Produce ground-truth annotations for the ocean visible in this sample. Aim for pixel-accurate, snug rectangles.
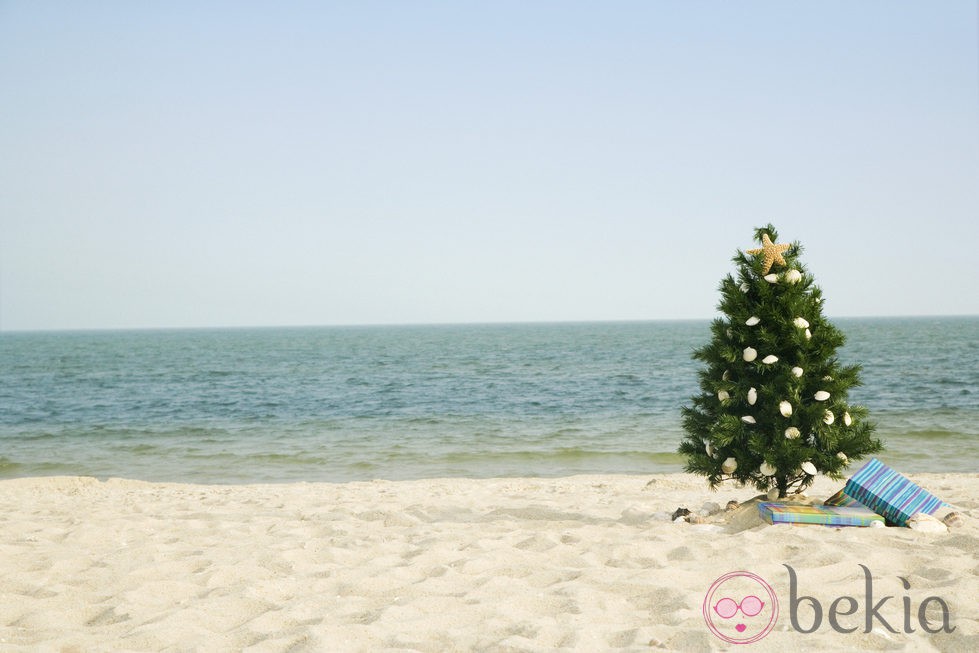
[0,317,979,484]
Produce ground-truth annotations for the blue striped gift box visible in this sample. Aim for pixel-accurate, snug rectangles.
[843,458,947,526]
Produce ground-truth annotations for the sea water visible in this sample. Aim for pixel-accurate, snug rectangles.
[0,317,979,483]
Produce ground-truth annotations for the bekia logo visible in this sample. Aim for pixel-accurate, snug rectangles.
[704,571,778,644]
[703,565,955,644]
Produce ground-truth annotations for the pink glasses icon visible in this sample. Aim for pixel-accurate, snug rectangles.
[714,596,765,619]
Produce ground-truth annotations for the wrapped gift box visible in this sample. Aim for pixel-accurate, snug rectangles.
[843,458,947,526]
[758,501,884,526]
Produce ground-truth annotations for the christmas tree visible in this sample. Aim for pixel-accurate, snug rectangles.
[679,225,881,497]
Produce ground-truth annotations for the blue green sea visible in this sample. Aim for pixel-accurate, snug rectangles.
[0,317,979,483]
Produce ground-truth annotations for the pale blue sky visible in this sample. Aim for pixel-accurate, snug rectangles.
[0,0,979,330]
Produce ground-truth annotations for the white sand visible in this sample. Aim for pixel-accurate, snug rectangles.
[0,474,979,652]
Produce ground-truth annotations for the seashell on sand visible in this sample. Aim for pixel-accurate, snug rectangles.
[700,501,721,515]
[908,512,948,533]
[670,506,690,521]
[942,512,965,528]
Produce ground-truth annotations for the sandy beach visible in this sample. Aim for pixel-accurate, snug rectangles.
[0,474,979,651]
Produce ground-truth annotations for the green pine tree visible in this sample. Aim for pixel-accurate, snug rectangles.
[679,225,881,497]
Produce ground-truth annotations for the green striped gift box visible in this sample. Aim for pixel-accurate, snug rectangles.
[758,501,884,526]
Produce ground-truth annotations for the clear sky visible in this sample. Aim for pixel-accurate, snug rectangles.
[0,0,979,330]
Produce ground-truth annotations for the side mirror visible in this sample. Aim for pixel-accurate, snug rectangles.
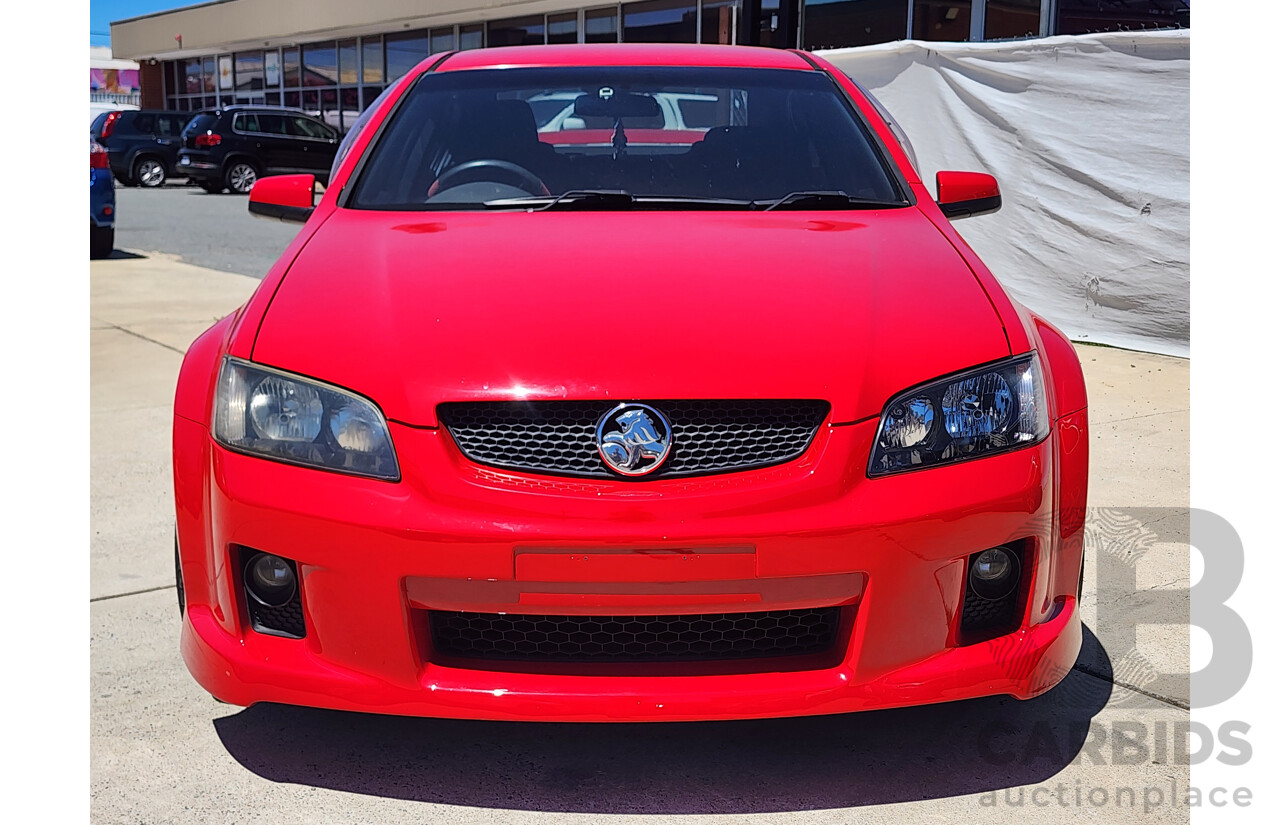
*-*-*
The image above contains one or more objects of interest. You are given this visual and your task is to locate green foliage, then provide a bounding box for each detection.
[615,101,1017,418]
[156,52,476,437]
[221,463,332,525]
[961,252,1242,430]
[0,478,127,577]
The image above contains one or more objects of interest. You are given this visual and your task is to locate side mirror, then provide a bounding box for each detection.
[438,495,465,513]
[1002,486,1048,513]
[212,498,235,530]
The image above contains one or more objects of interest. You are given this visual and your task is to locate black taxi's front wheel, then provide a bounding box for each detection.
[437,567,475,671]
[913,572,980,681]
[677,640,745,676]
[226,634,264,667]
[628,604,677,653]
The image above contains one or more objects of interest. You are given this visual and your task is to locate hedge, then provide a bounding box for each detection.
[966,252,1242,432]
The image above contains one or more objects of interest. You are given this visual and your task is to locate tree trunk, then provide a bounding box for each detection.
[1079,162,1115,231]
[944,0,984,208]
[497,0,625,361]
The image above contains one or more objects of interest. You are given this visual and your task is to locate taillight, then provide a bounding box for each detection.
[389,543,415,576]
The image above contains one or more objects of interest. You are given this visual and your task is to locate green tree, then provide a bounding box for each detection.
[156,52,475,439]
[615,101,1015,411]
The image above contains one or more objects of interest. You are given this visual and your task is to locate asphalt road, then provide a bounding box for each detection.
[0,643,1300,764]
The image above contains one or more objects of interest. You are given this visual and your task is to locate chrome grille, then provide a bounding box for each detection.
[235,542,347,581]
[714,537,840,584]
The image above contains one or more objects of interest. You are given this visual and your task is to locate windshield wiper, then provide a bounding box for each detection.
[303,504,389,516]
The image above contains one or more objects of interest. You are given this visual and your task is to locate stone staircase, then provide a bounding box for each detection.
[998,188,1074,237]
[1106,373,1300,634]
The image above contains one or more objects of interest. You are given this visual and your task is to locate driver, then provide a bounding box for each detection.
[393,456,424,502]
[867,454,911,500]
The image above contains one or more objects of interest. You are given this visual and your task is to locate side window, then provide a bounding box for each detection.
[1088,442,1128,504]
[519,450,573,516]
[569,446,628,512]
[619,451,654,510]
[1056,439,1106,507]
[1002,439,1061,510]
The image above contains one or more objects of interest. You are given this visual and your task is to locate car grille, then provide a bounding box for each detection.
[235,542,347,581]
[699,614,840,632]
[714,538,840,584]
*-*-*
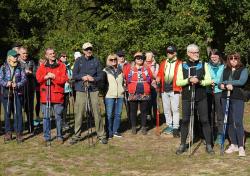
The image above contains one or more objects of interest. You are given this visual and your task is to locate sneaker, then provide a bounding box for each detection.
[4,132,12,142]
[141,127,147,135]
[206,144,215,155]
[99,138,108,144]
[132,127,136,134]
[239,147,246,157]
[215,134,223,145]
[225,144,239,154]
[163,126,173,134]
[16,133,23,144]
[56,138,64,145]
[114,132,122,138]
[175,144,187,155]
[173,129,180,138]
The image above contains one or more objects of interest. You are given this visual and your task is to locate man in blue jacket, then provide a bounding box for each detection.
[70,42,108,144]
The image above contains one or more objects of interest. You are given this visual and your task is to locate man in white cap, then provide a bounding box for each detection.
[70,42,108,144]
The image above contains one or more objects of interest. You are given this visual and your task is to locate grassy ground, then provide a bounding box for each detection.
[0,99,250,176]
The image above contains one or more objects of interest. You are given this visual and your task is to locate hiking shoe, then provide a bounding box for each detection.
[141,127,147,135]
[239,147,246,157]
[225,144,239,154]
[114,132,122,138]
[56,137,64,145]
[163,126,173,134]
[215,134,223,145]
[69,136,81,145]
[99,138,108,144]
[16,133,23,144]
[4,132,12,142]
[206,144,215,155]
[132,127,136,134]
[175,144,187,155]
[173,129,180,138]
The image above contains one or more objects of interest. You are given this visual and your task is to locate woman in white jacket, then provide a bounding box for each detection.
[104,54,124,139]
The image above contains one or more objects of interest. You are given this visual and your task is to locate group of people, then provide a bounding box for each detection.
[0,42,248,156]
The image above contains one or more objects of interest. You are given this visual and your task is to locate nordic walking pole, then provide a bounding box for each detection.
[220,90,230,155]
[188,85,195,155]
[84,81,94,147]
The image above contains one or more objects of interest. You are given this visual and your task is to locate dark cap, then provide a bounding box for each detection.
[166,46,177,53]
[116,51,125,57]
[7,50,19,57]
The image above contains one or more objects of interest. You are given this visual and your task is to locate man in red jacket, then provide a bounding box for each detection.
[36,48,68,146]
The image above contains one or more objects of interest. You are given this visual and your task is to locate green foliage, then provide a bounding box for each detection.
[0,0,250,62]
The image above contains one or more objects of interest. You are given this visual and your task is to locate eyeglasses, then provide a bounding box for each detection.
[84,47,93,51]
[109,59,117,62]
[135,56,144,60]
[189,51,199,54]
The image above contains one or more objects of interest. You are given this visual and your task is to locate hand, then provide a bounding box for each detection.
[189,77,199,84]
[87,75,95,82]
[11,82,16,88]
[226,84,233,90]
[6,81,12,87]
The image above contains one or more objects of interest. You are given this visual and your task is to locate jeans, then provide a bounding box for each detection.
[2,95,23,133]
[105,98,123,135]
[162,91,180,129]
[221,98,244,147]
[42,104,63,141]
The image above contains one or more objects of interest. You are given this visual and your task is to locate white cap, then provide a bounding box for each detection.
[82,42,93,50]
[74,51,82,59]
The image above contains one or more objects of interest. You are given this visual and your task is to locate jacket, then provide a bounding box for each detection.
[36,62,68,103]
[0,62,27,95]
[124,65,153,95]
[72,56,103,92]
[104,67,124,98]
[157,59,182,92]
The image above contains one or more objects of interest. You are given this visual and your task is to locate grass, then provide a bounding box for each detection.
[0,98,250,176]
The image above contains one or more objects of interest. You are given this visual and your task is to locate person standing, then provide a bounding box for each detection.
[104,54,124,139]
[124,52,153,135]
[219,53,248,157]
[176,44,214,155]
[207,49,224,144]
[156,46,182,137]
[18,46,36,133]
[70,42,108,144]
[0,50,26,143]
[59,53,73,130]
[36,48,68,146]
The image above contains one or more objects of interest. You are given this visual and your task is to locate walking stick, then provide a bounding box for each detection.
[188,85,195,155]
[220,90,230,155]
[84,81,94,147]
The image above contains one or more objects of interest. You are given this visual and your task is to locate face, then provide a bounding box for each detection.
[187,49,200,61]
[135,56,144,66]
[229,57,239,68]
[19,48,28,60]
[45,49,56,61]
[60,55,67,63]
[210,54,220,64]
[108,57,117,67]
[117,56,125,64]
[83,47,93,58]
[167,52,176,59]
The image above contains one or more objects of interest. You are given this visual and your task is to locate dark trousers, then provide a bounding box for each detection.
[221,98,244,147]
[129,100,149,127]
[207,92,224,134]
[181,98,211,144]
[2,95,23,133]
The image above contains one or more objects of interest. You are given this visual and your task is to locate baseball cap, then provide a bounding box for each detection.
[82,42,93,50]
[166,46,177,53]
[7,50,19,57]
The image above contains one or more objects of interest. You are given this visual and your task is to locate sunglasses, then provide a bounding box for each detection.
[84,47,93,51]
*-*-*
§ **THE TASK**:
Rescale the rows from the line containing "locate man in white" up to and including the line containing "[0,99,250,176]". Write out every one of these lines again, requests included, and multiply each bounding box coordinate by 0.45, rounding to the nearest whole number with halves rounded up.

§ **OUTPUT BELOW**:
The image above contains one or more objects of interest. You are given this visual and your task is to locate man in white cap, then provide a bounding box for each detection.
[32,19,49,65]
The image above contains one or more objects of interest. You are given this visual and your task is to locate grassy ground, then provide a bounding box for each detection.
[0,45,113,79]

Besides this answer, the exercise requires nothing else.